--- Passage provided ---

A boy from Pljevlja, Slobodan Markovic, is one of the best students in the final year of the private high school "Oswestry" in the town of the same name in England.
The school which borders with Wales, with a 612-year-old tradition, is one of the oldest educational establishments in England.
In addition to the British, there are also students from 27 other countries.
Eighteen-year-old Slobodan received the opportunity to be a member of this school two years ago when he, as a second-grade student of the Gymnasium in Pljevlja, applied for a scholarship through the NGO "London Bridge" at the HMC organization. Although the interest of Montenegrin high school scholars was great, he was elected for one of the scholarships. In addition, three more students from Montenegro attend this school and one student from Serbia. "The first few weeks were not easy for someone who went to school in Pljevlja. It was necessary for me to adapt to the lifestyle and the schedules in the education system. What I liked instantly was the friendly society," said Slobodan, who was seventeen when he came to England.
Slobodan is preparing for the final exam that is taken at the end of high school, and the grades he gets will be crucial for enrolling in some of the world's prestigious universities.
He has chosen to study economics, which he showed interest in during his stay in England.
After graduating from high school in England, he says that he will likely continue his schooling at one of the universities in Germany for which he has already applied.
He emphasizes that the British education system is significantly different from ours, which is not suitable for achieving the full potential of some students.
"Our educational system is well organized because it allows students a high level of general education partly due to a large number of subjects and the inclusion of social and natural sciences as well as arts and sports. However, the problem is that a large number of subjects, as well as the inability to have a choice, do not allow students to focus on a more detailed study of the areas in which they are successful and for which they are interested."
In High School in England, Slobodan studies four subjects that he has chosen - mathematics, chemistry, history and economics.
He says that there is about a dozen students in some of the classes.

--- Record excerpts ---

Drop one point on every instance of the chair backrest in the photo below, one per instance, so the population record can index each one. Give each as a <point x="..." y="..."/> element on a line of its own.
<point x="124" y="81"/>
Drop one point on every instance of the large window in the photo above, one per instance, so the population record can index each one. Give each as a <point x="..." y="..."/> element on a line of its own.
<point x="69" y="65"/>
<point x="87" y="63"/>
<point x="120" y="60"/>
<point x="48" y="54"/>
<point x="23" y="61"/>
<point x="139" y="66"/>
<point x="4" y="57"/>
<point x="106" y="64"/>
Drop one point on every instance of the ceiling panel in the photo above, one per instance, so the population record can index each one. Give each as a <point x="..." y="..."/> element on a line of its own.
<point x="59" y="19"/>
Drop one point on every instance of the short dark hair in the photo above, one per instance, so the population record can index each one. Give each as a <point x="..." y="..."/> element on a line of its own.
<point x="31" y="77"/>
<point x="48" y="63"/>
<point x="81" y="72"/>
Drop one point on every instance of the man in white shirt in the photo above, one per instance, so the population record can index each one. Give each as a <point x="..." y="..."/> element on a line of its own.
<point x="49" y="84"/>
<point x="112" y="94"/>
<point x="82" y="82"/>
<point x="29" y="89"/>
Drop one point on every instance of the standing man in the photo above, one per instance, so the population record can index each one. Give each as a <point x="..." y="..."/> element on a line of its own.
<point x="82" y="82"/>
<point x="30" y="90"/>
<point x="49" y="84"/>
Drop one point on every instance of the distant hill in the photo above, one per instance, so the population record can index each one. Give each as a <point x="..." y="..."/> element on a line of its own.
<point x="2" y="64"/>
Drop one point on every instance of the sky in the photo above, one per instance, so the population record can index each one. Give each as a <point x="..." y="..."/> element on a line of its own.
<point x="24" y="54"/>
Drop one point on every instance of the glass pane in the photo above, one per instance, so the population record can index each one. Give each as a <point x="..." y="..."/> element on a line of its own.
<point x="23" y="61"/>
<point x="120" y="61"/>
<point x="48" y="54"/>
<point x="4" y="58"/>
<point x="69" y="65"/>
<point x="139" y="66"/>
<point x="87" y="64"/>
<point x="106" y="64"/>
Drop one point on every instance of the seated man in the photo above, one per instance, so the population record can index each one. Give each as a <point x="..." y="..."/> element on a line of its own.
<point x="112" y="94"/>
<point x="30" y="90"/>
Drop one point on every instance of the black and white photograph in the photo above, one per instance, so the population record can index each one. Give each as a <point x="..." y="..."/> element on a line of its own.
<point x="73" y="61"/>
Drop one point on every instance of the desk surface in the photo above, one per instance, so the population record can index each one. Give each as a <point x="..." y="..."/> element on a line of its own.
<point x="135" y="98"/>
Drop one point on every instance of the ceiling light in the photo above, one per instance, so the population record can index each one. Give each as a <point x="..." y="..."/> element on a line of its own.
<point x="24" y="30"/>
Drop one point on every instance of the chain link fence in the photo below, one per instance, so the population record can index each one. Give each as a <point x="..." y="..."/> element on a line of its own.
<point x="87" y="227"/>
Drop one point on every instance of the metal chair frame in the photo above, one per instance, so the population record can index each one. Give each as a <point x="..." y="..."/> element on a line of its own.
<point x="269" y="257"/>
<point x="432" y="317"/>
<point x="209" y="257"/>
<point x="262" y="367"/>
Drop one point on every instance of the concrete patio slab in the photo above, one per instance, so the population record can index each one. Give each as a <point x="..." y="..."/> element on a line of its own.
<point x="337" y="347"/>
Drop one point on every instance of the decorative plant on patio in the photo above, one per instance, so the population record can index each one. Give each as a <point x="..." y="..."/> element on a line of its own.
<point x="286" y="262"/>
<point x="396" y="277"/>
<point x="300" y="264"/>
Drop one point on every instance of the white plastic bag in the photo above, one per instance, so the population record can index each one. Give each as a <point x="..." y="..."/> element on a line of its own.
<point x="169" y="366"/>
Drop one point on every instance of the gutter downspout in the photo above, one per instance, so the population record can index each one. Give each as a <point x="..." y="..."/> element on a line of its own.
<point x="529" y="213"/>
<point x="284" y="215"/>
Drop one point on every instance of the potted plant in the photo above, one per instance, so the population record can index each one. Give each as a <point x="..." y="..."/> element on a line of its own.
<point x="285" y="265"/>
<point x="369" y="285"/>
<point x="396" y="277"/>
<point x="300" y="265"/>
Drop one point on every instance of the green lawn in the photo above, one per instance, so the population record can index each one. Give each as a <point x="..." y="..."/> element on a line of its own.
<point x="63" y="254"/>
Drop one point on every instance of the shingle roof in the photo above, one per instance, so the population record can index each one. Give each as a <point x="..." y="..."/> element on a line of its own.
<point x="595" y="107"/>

---

Questions to answer |
- 1) Reproduce word for word the part of the article about Slobodan Markovic from "He has chosen to" up to and including "has already applied.".
- 2) Answer these questions using the article about Slobodan Markovic:
(a) How many years old is the school's tradition?
(b) Apart from the British, students from how many other countries attend the school?
(c) Which four subjects does Slobodan study at the school in England?
- 3) Write the next part of the article about Slobodan Markovic, picking up after its final sentence.
Nothing in the listing is needed for this work.

Results by task |
- 1)
He has chosen to study economics, which he showed interest in during his stay in England.
After graduating from high school in England, he says that he will likely continue his schooling at one of the universities in Germany for which he has already applied.

- 2)
(a) 612 years.
(b) 27 other countries.
(c) Mathematics, chemistry, history and economics.

- 3)
"The school year begins in September, and this year will end on July 7th. We have three larger vacations - summer, winter and Easter, and a seven-day break at the half of each of the three semesters. We have six lessons from each of the subjects in one week. School begins at 8.20 pm and the class lasts for 60 minutes. After the first two classes we have a break of 20 minutes, then two more classes. From 1-2.30 p.m. it's time for lunch, then we have two more classes, and on Wednesdays two hours of sport. Schools are better equipped. Technology is used, the school has an online platform, and the online system has replaced diaries. We also use the Google classroom and all the students receive a notification when one of the professors uploads something to it," said Markovic, who was the student of the primary school "Ristan Pavlovic" in Pljevlja.
He is a member of the school's blues orchestra, composed of three professors and three students. Slobodan plays the guitar and sings.
When asked whether he thinks he will come back to Montenegro one day, he says he always likes to return to Pljevlja, but that currently there are better conditions for success abroad.
"Knowledge is much more appreciated here, and qualifications are much more valuable than in our country," Slobodan said, who was elected as one of the four student leaders of the school last year.
Slobodan followed the footsteps of his sister Milica who, after completing United World Colleges in Mostar, continued to study in America. She is currently working on her Ph.D. at the famous Harvard in Chemical Biology. Slobodan's older brother Dusan is studying pharmacy in Novi Sad.
Slobodan says that he is particularly grateful to his parents, mother Mira and father Zoran, a renowned doctor from Pljevlja, for the efforts they make to educate them.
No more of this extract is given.